* begin *

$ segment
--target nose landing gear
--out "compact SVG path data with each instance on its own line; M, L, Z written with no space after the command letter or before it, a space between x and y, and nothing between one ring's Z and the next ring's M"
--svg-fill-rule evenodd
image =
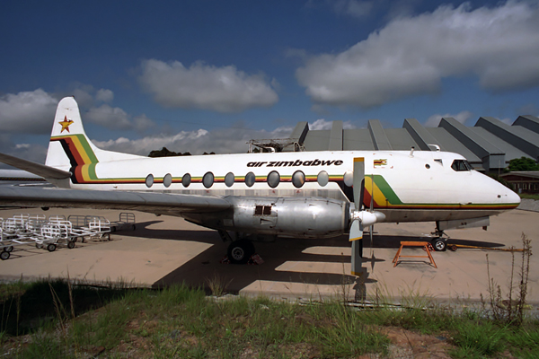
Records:
M449 236L446 234L444 230L440 230L440 226L437 222L436 223L436 230L430 234L436 236L436 238L432 239L431 241L434 250L437 252L441 252L447 249L447 240L449 239ZM443 238L444 236L447 238Z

* end *

### What to work on:
Reproduce the rows above character for character, leaving the picture out of your reply.

### Exercise result:
$ segment
--target nose landing gear
--out "compact SVG path data with each instance on its own line; M, L, Z written with no space after the command letter or before it, a space between x and y, and nothing between one ring's Z and the next ring's M"
--svg-fill-rule evenodd
image =
Records:
M449 236L446 234L444 230L440 230L440 226L437 222L436 223L436 230L430 234L436 236L436 238L432 239L431 241L434 250L437 252L441 252L447 249L447 240L449 239ZM443 238L444 236L447 238Z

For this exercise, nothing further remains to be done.